### Source extract
(begin)

I want to train an XGBoost model that takes in 2 (or more) inputs and produces 2 output values. These are to be interpreted as parameters of a probability distribution for the outcome, for example, the mean and log-variance of a Normal distribution. To train XGBoost to output these parameters I want to implement the negative log likelihood (here that of the Normal distribution) as a custom objective function.
Here is what I have so far:
import numpy as np
import scipy as sci
import XGBoost as xgb # xgb.__version__ is 2.0.3
# features
X = sci.stats.norm.rvs(size=(32,2))
# targets (samples from normal distribution with parameters dependent on X)
z = sci.stats.norm.rvs(loc = X[:,0], scale = np.exp(X[:,1]), size=32)
# add a column of zeros to targets to tell XGBoost to return 2 outputs
y = np.stack([z, np.zeros_like(z)], axis=1)
# combine features and targets in a xgb.DMatrix object
dtrain = xgb.DMatrix(X, label=y)
One issue I had here is that dtrain.get_labels()
now returns a 1d array of length 2*n (with every second value being zero) rather than the (n,2) array I put in. Given that DMatrix
seems to flatten the labels array, maybe it is not intended to be used with multiple labels — Any advise on this? Anyway, moving on:
Following the docs I implement gradient and hessian of the negative normal log likelihood and use them in xgb.train()
as follows:
from typing import Tuple
# custom gradient of the neg. normal loglik with respect to input features
def gradient(pred: np.ndarray, train: xgb.DMatrix) -> np.ndarray:
# remove zeros from targets array
y0 = train.get_label().reshape(-1,2)[:,0]
yh1 = pred[:,0]
yh2 = pred[:,1]
gg = np.array([-2 * np.exp(-yh2) * (y0 - yh1), 1 - 0.5*np.exp(-yh2)*(y0-yh1)**2]).T
print('gradient:', gg, 'nn')
return(gg)
# custom hessian of the neg. normal loglik with respect to input features
def hessian(pred: np.ndarray, train: xgb.DMatrix) -> np.ndarray:
y0 = train.get_label().reshape(-1,2)[:,0]
yh1 = pred[:,0]
yh2 = pred[:,1]
hh = np.array([[2*np.exp(-yh2), 2*np.exp(-yh2)*(y0-yh1)],
[2*np.exp(-yh2)*(y0-yh1), 0.5*np.exp(-yh2)*(y0-yh1)**2]]).T
print('hessian:', hh, 'nn')
return(hh)
def nll(pred: np.ndarray, train: xgb.DMatrix) -> Tuple[np.ndarray, np.ndarray]:
grad = gradient(pred, train)
hess = hessian(pred, train)
return grad, hess
np.random.seed(123)
mod = xgb.train({'tree_method': 'hist', 'seed': 5},
dtrain=dtrain,
num_boost_round=10,
obj=nll)
If I rerun the last few lines, I always get different results despite fixing the seed. Most of the time I end up getting nan
s for gradient and Hessian.
- Can all this even work, or is XGBoost not the right tool?
- Am I using
xgb.DMatrix
correctly? - How do I make XGBoost reproducible?
- How can I go about understanding and avoiding the
nan
s in my gradients and hessians?

(end)

### The task
Write out the XGBoost post word for word, from "Here is what" to "is that dtrain.get_labels()". The entries that follow come from a different source than the XGBoost post.

### Dataset records
(begin)

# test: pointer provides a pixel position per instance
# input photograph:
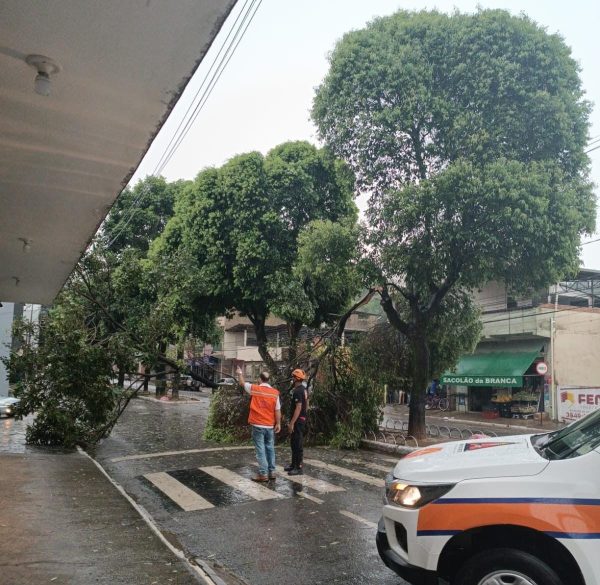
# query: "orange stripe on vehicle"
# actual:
(420, 452)
(580, 519)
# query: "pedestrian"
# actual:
(297, 422)
(265, 419)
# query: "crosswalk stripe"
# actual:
(250, 488)
(184, 452)
(369, 464)
(309, 497)
(358, 518)
(376, 481)
(183, 496)
(393, 460)
(318, 485)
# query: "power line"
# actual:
(214, 79)
(183, 118)
(172, 147)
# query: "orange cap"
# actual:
(299, 374)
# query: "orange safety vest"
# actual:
(263, 400)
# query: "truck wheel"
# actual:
(506, 566)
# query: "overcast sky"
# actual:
(264, 95)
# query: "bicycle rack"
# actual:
(415, 440)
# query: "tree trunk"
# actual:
(176, 382)
(294, 329)
(416, 417)
(161, 378)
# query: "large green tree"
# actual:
(140, 213)
(242, 226)
(468, 131)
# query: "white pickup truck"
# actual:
(518, 510)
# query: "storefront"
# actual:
(500, 380)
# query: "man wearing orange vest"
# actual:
(265, 418)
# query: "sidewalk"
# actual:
(63, 522)
(475, 420)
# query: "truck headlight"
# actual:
(414, 496)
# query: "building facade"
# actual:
(537, 355)
(239, 346)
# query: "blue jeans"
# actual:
(264, 441)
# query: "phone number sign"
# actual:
(575, 402)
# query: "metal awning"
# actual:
(494, 368)
(64, 157)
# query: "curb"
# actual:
(476, 424)
(385, 448)
(157, 401)
(194, 565)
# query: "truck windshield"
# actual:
(577, 439)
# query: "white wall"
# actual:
(6, 316)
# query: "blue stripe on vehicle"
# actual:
(582, 535)
(438, 532)
(560, 501)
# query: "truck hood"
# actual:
(472, 459)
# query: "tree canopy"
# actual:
(242, 226)
(468, 131)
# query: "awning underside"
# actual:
(492, 369)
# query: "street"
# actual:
(318, 529)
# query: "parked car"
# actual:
(227, 382)
(520, 509)
(7, 406)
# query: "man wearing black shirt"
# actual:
(297, 422)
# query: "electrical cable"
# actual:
(203, 99)
(216, 76)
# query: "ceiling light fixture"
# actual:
(26, 244)
(45, 67)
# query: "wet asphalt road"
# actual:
(321, 538)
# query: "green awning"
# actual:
(497, 368)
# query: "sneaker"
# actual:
(260, 478)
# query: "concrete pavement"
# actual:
(63, 522)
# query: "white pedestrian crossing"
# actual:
(243, 484)
(369, 464)
(365, 478)
(183, 496)
(319, 485)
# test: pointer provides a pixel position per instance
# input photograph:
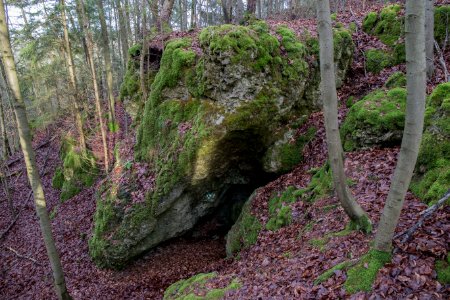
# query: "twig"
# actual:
(10, 226)
(23, 256)
(425, 214)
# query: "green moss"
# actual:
(370, 21)
(78, 170)
(377, 60)
(441, 23)
(377, 119)
(58, 179)
(443, 270)
(185, 289)
(397, 79)
(330, 272)
(291, 153)
(361, 276)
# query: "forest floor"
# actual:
(281, 265)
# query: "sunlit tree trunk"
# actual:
(429, 37)
(107, 59)
(329, 98)
(412, 134)
(29, 157)
(85, 27)
(74, 95)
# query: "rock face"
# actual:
(220, 115)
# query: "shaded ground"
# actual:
(282, 265)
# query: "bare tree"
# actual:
(90, 54)
(74, 94)
(29, 156)
(329, 98)
(412, 135)
(429, 37)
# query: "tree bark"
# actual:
(412, 134)
(123, 33)
(329, 98)
(107, 59)
(74, 94)
(29, 156)
(429, 37)
(166, 13)
(85, 27)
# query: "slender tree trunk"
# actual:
(107, 59)
(5, 141)
(74, 95)
(429, 37)
(251, 6)
(166, 13)
(85, 25)
(143, 83)
(29, 156)
(412, 134)
(123, 32)
(329, 98)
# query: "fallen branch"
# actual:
(23, 256)
(425, 214)
(10, 226)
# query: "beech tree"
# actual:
(329, 99)
(90, 55)
(74, 94)
(29, 157)
(429, 37)
(412, 135)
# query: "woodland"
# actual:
(224, 149)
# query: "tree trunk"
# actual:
(429, 37)
(251, 6)
(166, 13)
(329, 98)
(412, 134)
(143, 83)
(73, 95)
(107, 59)
(85, 26)
(123, 33)
(29, 156)
(5, 141)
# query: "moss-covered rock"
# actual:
(432, 173)
(78, 170)
(196, 288)
(376, 120)
(362, 276)
(244, 232)
(397, 79)
(209, 124)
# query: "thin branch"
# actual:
(425, 214)
(23, 256)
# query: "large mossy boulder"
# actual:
(432, 174)
(78, 170)
(221, 113)
(376, 120)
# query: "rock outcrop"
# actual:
(221, 113)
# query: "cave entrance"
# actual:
(240, 153)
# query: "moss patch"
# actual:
(397, 79)
(376, 120)
(78, 170)
(187, 289)
(361, 276)
(432, 173)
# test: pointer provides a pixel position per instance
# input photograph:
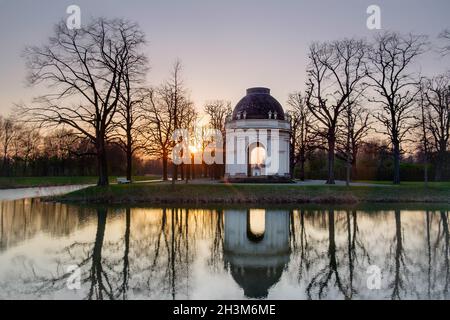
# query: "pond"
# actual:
(59, 251)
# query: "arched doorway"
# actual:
(256, 160)
(256, 224)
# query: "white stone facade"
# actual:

(end)

### Solution for this problem
Here is what I have so far:
import numpy as np
import scipy as sci
import XGBoost as xgb # xgb.__version__ is 2.0.3
# features
X = sci.stats.norm.rvs(size=(32,2))
# targets (samples from normal distribution with parameters dependent on X)
z = sci.stats.norm.rvs(loc = X[:,0], scale = np.exp(X[:,1]), size=32)
# add a column of zeros to targets to tell XGBoost to return 2 outputs
y = np.stack([z, np.zeros_like(z)], axis=1)
# combine features and targets in a xgb.DMatrix object
dtrain = xgb.DMatrix(X, label=y)
One issue I had here is that dtrain.get_labels()